#### INPUT MATERIAL
+ + + + + + +
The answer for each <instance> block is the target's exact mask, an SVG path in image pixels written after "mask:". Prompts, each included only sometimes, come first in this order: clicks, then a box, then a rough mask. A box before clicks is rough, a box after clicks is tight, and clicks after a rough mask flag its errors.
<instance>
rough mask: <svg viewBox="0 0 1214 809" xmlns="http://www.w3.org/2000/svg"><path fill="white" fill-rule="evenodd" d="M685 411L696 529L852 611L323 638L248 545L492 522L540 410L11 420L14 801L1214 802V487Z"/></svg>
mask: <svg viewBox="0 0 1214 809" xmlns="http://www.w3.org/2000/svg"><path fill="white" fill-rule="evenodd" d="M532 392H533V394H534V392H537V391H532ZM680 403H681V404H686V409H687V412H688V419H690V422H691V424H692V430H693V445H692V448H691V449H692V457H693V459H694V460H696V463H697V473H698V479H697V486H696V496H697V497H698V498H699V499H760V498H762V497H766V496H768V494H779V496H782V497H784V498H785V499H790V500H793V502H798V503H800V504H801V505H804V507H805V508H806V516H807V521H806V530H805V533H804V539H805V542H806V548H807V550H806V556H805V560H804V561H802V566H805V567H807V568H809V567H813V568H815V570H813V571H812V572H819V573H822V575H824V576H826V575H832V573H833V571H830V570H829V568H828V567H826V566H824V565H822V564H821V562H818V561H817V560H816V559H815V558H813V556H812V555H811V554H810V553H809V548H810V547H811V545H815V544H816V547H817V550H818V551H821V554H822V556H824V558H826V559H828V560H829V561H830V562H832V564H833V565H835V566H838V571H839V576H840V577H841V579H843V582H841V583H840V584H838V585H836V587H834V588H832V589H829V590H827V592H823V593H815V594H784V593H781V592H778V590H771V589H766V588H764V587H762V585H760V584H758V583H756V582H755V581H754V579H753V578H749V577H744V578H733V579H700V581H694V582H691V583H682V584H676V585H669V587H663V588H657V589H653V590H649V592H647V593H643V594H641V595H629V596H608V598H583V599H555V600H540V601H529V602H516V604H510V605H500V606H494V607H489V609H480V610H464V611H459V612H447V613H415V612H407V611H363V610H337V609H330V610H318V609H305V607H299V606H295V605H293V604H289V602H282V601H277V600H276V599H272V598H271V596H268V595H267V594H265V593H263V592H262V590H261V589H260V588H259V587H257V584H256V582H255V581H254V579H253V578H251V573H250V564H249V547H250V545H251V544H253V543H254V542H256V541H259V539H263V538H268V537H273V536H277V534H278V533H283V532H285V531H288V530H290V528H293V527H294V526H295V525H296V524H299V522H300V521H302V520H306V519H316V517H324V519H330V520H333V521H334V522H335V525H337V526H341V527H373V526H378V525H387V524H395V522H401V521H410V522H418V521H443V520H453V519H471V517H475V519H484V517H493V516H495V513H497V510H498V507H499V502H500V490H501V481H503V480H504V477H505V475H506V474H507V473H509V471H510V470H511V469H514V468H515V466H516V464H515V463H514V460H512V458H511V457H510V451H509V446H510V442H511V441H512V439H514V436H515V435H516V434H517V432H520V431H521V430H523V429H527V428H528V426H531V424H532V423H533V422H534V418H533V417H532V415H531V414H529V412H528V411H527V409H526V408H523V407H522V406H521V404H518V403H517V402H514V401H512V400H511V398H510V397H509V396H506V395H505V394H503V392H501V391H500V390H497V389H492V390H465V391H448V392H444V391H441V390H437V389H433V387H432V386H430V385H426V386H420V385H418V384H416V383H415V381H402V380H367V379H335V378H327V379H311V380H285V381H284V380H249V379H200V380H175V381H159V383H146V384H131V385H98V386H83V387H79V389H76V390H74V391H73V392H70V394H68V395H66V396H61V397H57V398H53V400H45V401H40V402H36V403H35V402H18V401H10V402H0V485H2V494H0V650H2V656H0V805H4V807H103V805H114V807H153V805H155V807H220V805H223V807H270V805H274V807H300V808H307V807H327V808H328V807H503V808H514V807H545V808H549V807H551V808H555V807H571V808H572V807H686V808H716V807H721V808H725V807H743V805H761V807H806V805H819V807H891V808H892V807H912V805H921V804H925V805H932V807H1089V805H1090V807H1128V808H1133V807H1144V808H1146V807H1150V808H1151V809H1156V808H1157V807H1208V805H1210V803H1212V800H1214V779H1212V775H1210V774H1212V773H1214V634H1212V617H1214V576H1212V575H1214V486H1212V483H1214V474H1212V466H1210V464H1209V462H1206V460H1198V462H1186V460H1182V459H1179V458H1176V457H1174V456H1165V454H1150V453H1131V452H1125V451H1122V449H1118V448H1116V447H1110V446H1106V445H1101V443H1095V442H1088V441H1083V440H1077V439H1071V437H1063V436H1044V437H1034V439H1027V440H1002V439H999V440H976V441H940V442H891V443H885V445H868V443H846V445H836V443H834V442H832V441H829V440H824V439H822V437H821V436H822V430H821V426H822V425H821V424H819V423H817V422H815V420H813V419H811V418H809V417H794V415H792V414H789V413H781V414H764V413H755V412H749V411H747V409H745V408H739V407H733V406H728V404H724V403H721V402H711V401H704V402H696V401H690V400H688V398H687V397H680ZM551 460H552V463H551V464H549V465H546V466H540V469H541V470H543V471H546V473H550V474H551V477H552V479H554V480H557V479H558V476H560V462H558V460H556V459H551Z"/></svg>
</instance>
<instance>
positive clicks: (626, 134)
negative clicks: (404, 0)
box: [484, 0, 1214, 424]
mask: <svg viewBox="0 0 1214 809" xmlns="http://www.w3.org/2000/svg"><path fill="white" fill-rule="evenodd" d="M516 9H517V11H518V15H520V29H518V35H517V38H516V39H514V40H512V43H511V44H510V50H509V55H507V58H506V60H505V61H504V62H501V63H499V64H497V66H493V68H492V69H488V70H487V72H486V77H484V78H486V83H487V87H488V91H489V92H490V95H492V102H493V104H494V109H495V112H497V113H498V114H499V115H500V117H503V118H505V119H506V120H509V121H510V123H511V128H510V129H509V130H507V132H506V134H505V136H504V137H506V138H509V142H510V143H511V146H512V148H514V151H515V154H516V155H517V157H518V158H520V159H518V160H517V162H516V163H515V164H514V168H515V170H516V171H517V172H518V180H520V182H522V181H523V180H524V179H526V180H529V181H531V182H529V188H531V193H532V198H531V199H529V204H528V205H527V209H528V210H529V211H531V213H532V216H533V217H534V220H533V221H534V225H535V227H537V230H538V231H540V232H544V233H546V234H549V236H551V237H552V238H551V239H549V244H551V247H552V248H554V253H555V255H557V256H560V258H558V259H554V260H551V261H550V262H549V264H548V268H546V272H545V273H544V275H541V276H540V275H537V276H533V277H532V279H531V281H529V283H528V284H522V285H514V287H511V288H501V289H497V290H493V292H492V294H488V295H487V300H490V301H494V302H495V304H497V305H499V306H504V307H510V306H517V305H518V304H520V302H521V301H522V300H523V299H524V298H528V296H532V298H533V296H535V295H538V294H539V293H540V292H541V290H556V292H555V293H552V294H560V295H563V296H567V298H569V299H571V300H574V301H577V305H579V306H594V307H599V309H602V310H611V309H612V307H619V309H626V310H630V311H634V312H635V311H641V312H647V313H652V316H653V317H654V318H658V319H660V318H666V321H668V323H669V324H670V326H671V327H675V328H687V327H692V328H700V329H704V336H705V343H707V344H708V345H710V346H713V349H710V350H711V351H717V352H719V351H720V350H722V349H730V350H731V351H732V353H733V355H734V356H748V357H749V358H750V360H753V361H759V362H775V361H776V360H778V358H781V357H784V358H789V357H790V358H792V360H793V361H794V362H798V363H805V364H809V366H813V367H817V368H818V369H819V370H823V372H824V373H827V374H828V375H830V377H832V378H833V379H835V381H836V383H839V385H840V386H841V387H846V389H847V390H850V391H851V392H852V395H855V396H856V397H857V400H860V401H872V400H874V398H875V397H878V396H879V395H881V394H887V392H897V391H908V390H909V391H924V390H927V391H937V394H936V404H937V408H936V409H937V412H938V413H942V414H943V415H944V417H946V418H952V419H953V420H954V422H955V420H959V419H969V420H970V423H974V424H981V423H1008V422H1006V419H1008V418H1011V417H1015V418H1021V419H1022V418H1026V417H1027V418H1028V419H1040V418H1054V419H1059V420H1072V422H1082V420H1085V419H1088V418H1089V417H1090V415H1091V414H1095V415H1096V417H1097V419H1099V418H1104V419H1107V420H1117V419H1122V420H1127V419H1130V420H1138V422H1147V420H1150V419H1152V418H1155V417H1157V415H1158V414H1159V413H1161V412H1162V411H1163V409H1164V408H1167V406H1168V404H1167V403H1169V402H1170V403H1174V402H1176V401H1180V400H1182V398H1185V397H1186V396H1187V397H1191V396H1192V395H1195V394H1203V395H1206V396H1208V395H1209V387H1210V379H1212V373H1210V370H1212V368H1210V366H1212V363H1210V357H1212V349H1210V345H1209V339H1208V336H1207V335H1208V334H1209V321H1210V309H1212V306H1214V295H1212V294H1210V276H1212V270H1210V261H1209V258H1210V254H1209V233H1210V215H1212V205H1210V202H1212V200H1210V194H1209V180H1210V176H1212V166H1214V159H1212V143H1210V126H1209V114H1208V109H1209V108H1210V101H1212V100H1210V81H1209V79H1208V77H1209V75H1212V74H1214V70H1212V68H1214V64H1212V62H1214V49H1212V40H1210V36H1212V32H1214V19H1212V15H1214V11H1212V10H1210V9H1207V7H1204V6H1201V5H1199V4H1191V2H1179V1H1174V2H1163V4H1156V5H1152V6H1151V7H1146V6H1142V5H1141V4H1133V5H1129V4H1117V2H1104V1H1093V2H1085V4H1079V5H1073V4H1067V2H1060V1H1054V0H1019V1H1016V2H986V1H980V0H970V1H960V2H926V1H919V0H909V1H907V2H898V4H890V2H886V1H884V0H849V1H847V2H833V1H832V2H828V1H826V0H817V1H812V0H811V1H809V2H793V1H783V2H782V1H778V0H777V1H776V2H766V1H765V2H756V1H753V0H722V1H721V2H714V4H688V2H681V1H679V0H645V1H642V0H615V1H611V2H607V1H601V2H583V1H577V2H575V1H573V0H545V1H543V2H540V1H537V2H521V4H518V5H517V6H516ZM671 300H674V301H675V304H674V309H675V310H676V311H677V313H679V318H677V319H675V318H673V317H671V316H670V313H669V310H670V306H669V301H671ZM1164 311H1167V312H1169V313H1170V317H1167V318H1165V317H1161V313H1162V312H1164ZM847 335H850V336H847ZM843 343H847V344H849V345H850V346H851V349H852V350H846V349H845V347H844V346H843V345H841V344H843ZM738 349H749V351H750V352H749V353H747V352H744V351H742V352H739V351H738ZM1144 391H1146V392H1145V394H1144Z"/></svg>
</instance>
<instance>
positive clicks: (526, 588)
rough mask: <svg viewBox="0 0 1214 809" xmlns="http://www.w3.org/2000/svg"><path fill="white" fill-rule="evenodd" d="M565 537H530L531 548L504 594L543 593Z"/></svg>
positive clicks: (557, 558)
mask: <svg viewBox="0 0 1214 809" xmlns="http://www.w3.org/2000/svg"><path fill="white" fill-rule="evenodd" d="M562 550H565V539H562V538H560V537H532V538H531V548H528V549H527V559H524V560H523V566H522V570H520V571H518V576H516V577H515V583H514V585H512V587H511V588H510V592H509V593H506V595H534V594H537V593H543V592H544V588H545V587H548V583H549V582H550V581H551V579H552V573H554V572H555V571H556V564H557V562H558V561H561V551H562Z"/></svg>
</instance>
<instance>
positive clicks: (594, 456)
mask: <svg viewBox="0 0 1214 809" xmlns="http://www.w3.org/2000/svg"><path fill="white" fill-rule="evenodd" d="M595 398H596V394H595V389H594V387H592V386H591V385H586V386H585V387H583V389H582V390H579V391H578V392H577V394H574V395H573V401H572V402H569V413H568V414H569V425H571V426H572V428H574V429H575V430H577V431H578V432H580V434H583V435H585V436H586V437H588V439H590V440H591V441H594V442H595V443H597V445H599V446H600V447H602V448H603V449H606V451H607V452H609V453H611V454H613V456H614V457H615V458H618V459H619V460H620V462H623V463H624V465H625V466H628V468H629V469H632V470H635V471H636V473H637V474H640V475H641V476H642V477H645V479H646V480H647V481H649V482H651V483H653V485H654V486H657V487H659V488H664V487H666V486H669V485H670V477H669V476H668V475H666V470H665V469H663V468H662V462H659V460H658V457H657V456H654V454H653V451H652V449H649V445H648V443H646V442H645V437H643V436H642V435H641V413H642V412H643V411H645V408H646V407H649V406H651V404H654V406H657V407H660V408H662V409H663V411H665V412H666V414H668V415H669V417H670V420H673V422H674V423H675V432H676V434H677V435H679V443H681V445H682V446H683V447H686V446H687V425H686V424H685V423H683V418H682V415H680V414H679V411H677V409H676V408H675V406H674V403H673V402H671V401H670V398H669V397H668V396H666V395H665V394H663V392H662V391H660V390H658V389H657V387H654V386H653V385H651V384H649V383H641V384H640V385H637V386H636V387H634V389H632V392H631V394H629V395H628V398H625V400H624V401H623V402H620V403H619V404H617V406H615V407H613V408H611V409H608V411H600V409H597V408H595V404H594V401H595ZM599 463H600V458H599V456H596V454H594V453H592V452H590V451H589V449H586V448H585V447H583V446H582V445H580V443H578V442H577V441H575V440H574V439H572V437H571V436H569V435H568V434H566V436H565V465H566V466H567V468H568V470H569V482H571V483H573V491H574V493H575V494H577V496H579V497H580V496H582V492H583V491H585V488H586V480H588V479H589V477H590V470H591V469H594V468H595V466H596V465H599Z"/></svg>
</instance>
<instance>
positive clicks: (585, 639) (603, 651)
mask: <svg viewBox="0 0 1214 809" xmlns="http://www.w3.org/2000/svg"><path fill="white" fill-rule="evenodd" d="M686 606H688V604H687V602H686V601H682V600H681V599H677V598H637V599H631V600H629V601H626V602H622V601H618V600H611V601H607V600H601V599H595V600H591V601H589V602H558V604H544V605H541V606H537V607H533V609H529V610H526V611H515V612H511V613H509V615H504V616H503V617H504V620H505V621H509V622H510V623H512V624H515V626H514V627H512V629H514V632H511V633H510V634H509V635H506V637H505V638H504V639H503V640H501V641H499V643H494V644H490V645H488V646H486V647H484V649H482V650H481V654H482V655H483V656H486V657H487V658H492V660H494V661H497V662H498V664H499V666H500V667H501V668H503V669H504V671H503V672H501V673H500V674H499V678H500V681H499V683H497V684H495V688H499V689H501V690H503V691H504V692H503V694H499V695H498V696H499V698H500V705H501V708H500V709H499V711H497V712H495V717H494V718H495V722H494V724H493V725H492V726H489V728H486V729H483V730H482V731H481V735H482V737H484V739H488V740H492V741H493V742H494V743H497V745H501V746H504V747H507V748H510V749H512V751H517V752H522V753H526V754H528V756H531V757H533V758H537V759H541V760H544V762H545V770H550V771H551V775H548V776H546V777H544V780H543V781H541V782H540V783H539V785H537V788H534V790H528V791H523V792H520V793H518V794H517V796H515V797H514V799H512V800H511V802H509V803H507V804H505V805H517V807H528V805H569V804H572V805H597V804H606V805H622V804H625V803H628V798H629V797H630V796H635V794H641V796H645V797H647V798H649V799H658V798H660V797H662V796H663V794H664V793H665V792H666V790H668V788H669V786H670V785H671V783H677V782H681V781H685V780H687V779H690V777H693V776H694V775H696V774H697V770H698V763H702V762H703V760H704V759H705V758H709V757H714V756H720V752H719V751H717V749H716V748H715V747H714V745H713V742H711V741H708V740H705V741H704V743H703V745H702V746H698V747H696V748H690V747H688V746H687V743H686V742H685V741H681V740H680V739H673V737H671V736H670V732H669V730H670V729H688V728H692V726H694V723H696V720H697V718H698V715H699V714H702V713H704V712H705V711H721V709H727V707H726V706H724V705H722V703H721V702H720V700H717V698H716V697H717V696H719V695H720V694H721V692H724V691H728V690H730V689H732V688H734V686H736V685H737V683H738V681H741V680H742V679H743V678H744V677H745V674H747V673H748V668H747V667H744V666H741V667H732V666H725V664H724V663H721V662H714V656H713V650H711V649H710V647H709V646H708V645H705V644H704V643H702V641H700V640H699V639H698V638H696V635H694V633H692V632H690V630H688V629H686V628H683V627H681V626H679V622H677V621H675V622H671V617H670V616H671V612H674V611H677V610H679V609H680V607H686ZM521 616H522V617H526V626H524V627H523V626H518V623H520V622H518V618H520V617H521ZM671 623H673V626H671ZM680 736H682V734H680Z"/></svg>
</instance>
+ + + + + + +
#### ABOUT THIS EXERCISE
For each line of the data that has the word "positive", report that line.

#### ANSWER
positive clicks: (626, 134)
positive clicks: (526, 588)
positive clicks: (557, 558)
positive clicks: (594, 456)
positive clicks: (585, 639) (603, 651)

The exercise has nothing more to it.